Im zweiten Teil geht es um die marktkonforme Demokratie, die man auch Fassadendemokratie nennen kann:

Die EU versteht sich als Wertegemeinschaft, Demokratie und Rechtsstaat werden mehr denn je betont. Doch ausgerechnet die lange Zeit mächtigste EU-Politikerin, Kanzlerin Angela Merkel, hatte ein Problem mit der Demokratie.

Sünde 3 sind deutsche Alleingänge:

Das eigentliche Problem ... liegt darin, dass Merkel die deutsche Rolle in der EU nie klar bestimmt und auch nie gesagt hat, wo es mit der EU hingehen soll. Liegt in der Vollendung der europäischen Einheit der letzte Zweck deutscher Außenpolitik – oder ist die EU nur ein Vehikel, um die deutsche Vormacht in Europa zu stärken?

Die Austeritätspolitik ist Sünde 4:

Der deutsche “Sparkurs” richtete nicht nur in Griechenland große wirtschaftliche Schäden an ... Er führte auch dazu, dass die Eurozone später als die USA oder UK aus der Finanzkrise kam und das Wachstum lange schwächelte. Der frühere EU-Kommissionsberater P. Legrain spricht von “zehn verlorenen Jahren”. Doch das ist noch nicht alles. Merkel sorgte auch dafür, dass das EU-Budget gekürzt wurde. Gemeinsam mit ihrem damals engsten Partner, dem britischen Ex-Premier D. Cameron, hat sie verhindert, dass Brüssel für immer mehr Aufgaben auch mehr Geld bekam.

Der fünfte Teil ist Merkels Merkantilismus, also eine

Wirtschaftspolitik, die möglichst viele Waren aus dem Land ausführen möchte und möglichst wenig Waren ins Land lässt.

Im Ergebnis schadete das der EU, denn sie

führt nicht nur zu “Ungleichgewichten”, die den Zusammenhalt der Eurozone gefährden, wie neuerdings sogar die EU-Kommission moniert. ... Zum Ende der Ära Merkel wird zudem offensichtlich, dass auch Deutschland einen hohen Preis für seine Exportfixierung zahlt. Es wurde zu wenig investiert, die Infrastuktur liegt brach, die Produktivität leidet. ... Der “Merkelismus”, diese merkwürdige Mischung aus Merkantilismus, Neoliberalismus und “Wait and see” – hinterlässt keine blühende Landschaften, sondern riesige Reformbaustellen.

**Deine Aufgaben**
• 1. Fass im Text über Merkels Europapolitik den Absatz, der mit „Der deutsche “Sparkurs” richtete“ anfängt, kürzer zusammen. Die wichtigsten Fakten müssen erhalten bleiben.
• 2. Schreib aus dem Text über Merkels Europapolitik das Stück ab, das mit den Worten „Die EU versteht“ beginnt und mit „Europa zu stärken?“ endet.
• 3. Welche Personen werden im Text über Merkels Europapolitik mit Namen genannt? Zähl alle auf.

**Ausgangsdaten**
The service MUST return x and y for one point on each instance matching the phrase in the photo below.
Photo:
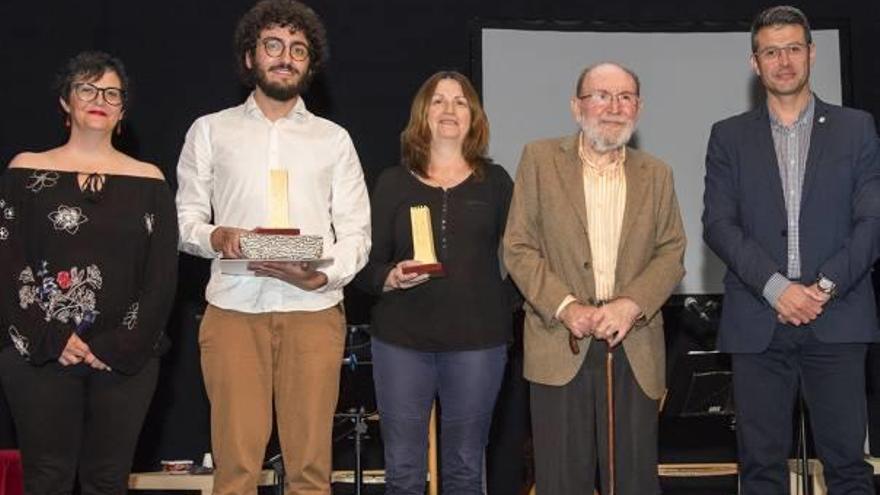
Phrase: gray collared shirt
(792, 145)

**Lösungen**
• 1. Der deutsche „Sparkurs“ schadete nicht nur Griechenland wirtschaftlich stark. Außerdem kam die Eurozone dadurch später als die USA oder UK aus der Finanzkrise, und das Wachstum blieb lange schwach. Der frühere EU-Kommissionsberater P. Legrain spricht von „zehn verlorenen Jahren“. Zudem setzte Merkel Kürzungen am EU-Budget durch. Zusammen mit dem britischen Ex-Premier D. Cameron verhinderte sie, dass Brüssel für mehr Aufgaben auch mehr Geld bekam.

• 2.
Die EU versteht sich als Wertegemeinschaft, Demokratie und Rechtsstaat werden mehr denn je betont. Doch ausgerechnet die lange Zeit mächtigste EU-Politikerin, Kanzlerin Angela Merkel, hatte ein Problem mit der Demokratie.

Sünde 3 sind deutsche Alleingänge:

Das eigentliche Problem ... liegt darin, dass Merkel die deutsche Rolle in der EU nie klar bestimmt und auch nie gesagt hat, wo es mit der EU hingehen soll. Liegt in der Vollendung der europäischen Einheit der letzte Zweck deutscher Außenpolitik – oder ist die EU nur ein Vehikel, um die deutsche Vormacht in Europa zu stärken?

• 3.
- Angela Merkel
- P. Legrain
- D. Cameron